━━━━━ RECORDS TO USE ━━━━━
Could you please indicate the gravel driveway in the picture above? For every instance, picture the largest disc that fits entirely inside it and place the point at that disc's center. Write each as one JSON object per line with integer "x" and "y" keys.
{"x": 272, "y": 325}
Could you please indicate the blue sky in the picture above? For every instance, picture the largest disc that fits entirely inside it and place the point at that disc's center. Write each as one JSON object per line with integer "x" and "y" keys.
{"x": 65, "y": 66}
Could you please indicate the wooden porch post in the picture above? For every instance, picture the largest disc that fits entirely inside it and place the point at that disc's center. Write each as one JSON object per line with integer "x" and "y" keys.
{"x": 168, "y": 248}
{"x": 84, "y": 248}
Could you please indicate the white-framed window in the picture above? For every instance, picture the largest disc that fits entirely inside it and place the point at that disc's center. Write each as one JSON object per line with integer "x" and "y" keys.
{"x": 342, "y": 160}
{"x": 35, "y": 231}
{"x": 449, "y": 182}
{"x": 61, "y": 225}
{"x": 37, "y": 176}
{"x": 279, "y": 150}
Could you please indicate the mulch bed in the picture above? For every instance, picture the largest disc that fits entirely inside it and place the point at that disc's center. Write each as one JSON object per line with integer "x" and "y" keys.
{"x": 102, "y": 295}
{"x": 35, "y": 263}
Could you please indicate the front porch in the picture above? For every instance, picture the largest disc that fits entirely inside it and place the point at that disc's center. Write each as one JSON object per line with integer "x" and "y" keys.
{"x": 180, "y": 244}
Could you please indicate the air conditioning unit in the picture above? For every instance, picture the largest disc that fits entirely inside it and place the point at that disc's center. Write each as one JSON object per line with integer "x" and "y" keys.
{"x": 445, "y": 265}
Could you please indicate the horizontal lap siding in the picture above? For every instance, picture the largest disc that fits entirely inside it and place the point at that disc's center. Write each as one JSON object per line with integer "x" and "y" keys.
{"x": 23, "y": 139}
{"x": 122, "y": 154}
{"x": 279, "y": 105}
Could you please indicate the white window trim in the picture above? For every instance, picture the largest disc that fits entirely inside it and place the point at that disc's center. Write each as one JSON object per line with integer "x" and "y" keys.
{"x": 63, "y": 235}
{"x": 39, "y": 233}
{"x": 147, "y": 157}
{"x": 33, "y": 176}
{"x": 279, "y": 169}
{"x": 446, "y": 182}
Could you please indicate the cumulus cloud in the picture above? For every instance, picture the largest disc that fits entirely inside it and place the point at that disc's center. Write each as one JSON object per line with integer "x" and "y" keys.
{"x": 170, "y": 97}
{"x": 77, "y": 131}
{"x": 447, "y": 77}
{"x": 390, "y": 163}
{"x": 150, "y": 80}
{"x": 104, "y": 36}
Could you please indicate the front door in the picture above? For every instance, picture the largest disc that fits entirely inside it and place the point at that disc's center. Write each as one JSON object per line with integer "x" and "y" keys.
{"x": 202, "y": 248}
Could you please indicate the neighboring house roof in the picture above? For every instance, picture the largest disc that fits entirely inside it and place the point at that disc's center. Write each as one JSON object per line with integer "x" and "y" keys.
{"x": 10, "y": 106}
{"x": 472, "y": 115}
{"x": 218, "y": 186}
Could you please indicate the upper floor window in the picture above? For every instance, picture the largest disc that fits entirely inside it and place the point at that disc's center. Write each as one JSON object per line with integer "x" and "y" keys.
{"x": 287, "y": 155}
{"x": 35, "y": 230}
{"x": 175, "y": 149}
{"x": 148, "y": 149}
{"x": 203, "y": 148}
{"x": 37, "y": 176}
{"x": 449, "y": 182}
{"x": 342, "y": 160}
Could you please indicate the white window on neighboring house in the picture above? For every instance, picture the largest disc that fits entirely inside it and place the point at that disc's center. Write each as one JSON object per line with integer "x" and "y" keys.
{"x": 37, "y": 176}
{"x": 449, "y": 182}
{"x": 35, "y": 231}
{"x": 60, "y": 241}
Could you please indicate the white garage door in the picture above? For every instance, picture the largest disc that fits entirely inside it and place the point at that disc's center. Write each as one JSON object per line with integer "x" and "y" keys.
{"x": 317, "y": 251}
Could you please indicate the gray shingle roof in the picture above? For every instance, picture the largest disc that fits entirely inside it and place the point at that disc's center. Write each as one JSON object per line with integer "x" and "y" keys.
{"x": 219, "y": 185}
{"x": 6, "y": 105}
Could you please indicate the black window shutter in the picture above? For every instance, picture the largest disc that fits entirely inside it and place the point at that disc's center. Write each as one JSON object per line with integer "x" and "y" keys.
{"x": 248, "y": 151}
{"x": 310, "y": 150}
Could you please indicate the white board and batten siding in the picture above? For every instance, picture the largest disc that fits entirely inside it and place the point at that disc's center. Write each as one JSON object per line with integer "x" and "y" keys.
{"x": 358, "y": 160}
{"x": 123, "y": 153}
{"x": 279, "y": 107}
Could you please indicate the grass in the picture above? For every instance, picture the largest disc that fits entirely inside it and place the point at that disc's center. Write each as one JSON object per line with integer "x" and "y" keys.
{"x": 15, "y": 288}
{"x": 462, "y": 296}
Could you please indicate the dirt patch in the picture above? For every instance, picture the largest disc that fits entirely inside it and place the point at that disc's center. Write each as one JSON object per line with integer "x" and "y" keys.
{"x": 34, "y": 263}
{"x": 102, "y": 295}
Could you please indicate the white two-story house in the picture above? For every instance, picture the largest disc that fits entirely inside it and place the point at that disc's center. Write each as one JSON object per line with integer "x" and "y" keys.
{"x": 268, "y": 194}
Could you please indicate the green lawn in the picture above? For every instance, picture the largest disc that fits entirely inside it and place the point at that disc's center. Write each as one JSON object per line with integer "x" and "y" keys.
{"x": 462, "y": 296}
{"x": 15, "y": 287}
━━━━━
ACTIVITY: The complete listing must be printed again exactly as given.

RESULT OF THE TASK:
Could you please indicate the gravel driveway in the picture above? For every instance, picture the largest disc that fits entirely inside it and place the point at that disc's center. Write each as one JSON object per line with integer "x" and "y" keys.
{"x": 272, "y": 325}
Could you please indicate the blue sky in the picture above? For every instance, picture the largest disc that fits entirely inside it and place the point at that disc's center. Write each as one JSON object per line with integer "x" and "y" keys.
{"x": 65, "y": 66}
Could you please indicate the wooden porch post in the picture above? For every instance, picture the largest disc that fits entirely inside it and place the point at that disc's center. Write each as one JSON object per line with integer "x" and "y" keys.
{"x": 168, "y": 248}
{"x": 84, "y": 248}
Could you please indicate the white-framed window in the picture above? For every instance, picture the largest disc that fits entirely inside it and place the point at that disc's center. Write each as one JSON object per line with integer "x" and "y" keys.
{"x": 342, "y": 160}
{"x": 35, "y": 231}
{"x": 449, "y": 182}
{"x": 61, "y": 225}
{"x": 37, "y": 176}
{"x": 279, "y": 150}
Could you please indicate the mulch bed in the picture above? For every instance, picture the largest disc that fits entirely inside it and place the point at that disc's center. Write each as one JSON object per line with integer "x" and "y" keys.
{"x": 102, "y": 295}
{"x": 35, "y": 263}
Could you please indicate the front porch in the picture above? For every instance, picture the largest disc that fits entirely inside it and place the point at that disc's center. Write each as one JSON object per line with integer "x" and "y" keys.
{"x": 180, "y": 244}
Could you please indicate the air conditioning unit in the picture above? For every instance, picture the largest disc that fits entirely inside it and place the point at that disc's center. Write each as one JSON object per line with integer "x" and "y" keys.
{"x": 445, "y": 265}
Could you please indicate the horizontal lap siding in the picture above? For every instance, picture the largest disc that fits entirely inside it and place the point at that disc's center. Write each as one JSON object per line with integer "x" and "y" keys.
{"x": 23, "y": 139}
{"x": 122, "y": 154}
{"x": 279, "y": 105}
Could you please indicate the white window trim in the picture above? For every instance, picture the largest disc that fits entirely inside it and place the point at that disc's center. Write each as one JSON object per line with integer "x" and "y" keys.
{"x": 63, "y": 235}
{"x": 39, "y": 233}
{"x": 147, "y": 157}
{"x": 33, "y": 176}
{"x": 279, "y": 169}
{"x": 446, "y": 182}
Could you please indicate the cumulus cloud in the picture above? For every instance, picture the largest disc that fits entirely inside it and place the point at that disc's center. Write each as one JSON object per line with integer "x" and "y" keys.
{"x": 170, "y": 97}
{"x": 77, "y": 131}
{"x": 447, "y": 77}
{"x": 390, "y": 163}
{"x": 150, "y": 80}
{"x": 104, "y": 36}
Could you please indicate the front door in the picture above? For every instance, picture the largest disc that fits entirely inside it and place the point at that disc's center. Write each as one JSON object per line with integer "x" and "y" keys.
{"x": 202, "y": 248}
Could you please indicate the neighboring house roof in the picture above? For every instance, picture the largest disc that fits entirely inside it and place the point at that disc's center. Write each as one JSON object per line with integer "x" and "y" keys.
{"x": 10, "y": 106}
{"x": 472, "y": 115}
{"x": 218, "y": 186}
Could you please indicate the upper floor window in the picture above? For every instance, picture the largest disc that fits entirely inside it and place the point at that disc's center. Write each as one JSON object per line with integer "x" and "y" keys.
{"x": 287, "y": 155}
{"x": 35, "y": 230}
{"x": 175, "y": 149}
{"x": 148, "y": 149}
{"x": 203, "y": 148}
{"x": 37, "y": 176}
{"x": 449, "y": 182}
{"x": 342, "y": 160}
Could you please indicate the white window on neighboring house in the picture above? For every instance, picture the largest disc that fits entirely inside it and place the point at that disc's center. Write each as one JSON object per line with integer "x" and "y" keys.
{"x": 37, "y": 176}
{"x": 449, "y": 182}
{"x": 35, "y": 231}
{"x": 60, "y": 241}
Could you please indicate the white garage door in the picture above? For every instance, picture the largest disc that fits entirely inside it and place the point at that disc's center. Write each as one JSON object per line with integer "x" and "y" keys.
{"x": 317, "y": 251}
Could you please indicate the gray shingle roof in the picture above? For every instance, picture the largest disc that fits entirely inside it and place the point at that disc's center. Write each as one JSON object per line with integer "x" and "y" keys.
{"x": 219, "y": 185}
{"x": 6, "y": 105}
Could you please indicate the black window shutter in the picture above? For every instance, picture the largest disc that fits entirely inside it and place the point at that disc's center. Write each as one JSON object per line with integer "x" and "y" keys.
{"x": 248, "y": 151}
{"x": 310, "y": 150}
Could you please indicate the white board and batten siding in the picture above? For every instance, picture the largest disc that fits entirely inside it and place the point at that disc's center. Write each as one JSON object per line with integer "x" and "y" keys.
{"x": 358, "y": 160}
{"x": 123, "y": 153}
{"x": 279, "y": 107}
Could you please indicate the grass in the picture above? For every instance, picture the largest disc that fits entirely inside it and place the point at that disc's center. Write each as one JSON object per line with integer "x" and "y" keys.
{"x": 15, "y": 288}
{"x": 462, "y": 296}
Could you please indicate the dirt patch in the picture above? For every instance, picture the largest disc that fits entirely inside it and place the point at that disc's center. Write each as one JSON object per line with integer "x" and "y" keys.
{"x": 34, "y": 263}
{"x": 102, "y": 295}
Could you please indicate the white two-story house in the picture above? For every instance, picture the largest disc that fits entirely inside it and place the point at that disc's center. Write each as one JSON object per line with integer "x" and "y" keys.
{"x": 268, "y": 194}
Could you please indicate the green lawn in the picture above? For every instance, picture the largest disc that fits entirely inside it and place the point at that disc's center. Write each as one JSON object per line with integer "x" and "y" keys.
{"x": 462, "y": 296}
{"x": 15, "y": 287}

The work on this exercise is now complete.